> [TASK DIRECTIONS]: Could you output the lines below as a JSON list of strings, one string per line, for the stretch from the first line through the line containing "[0,2,104,407]", both ends included? Leave out blank lines and the pictures.
===== MATERIAL PROVIDED
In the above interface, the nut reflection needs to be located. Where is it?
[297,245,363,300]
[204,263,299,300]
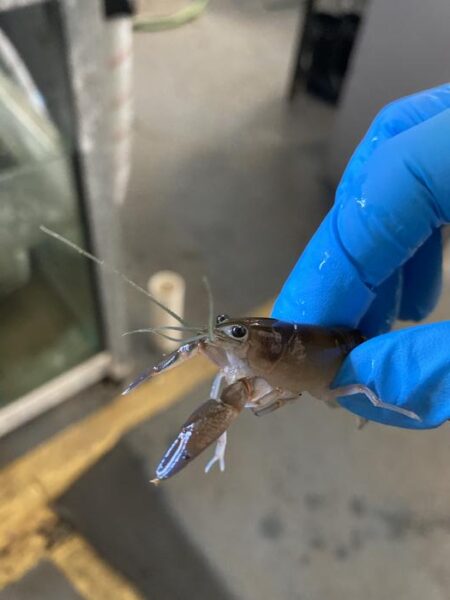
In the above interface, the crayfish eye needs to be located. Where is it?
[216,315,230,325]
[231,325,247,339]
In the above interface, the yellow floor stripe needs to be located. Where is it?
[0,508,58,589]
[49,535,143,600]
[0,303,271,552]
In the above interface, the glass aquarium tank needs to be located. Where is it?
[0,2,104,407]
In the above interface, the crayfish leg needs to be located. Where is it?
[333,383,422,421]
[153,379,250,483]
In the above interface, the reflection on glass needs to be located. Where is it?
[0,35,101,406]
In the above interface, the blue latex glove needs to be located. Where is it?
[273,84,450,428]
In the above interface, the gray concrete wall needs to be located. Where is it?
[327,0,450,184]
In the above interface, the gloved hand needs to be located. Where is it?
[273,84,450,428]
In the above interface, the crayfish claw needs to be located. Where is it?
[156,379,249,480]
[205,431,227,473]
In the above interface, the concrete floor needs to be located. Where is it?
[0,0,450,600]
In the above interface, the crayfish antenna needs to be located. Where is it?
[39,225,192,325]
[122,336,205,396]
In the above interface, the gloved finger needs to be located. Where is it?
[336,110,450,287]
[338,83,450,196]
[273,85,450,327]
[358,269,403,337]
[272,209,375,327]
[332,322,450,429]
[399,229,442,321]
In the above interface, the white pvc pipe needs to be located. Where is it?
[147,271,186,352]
==========
> [SOLVED EXERCISE]:
[
  "In the above interface, the nut reflection needs to be located. Where is it?",
  "[297,245,363,300]",
  "[204,263,299,300]",
  "In the above interface, the crayfish eye needs to be located. Where is it?",
  "[216,315,230,325]",
  "[231,325,247,339]",
  "In the above interface, the yellow floor stripe needs to be located. Where is it?",
  "[0,508,58,589]",
  "[49,535,143,600]",
  "[0,303,271,552]",
  "In the above interface, the glass aquarium tank needs to be located. Where is it?",
  "[0,2,104,407]"
]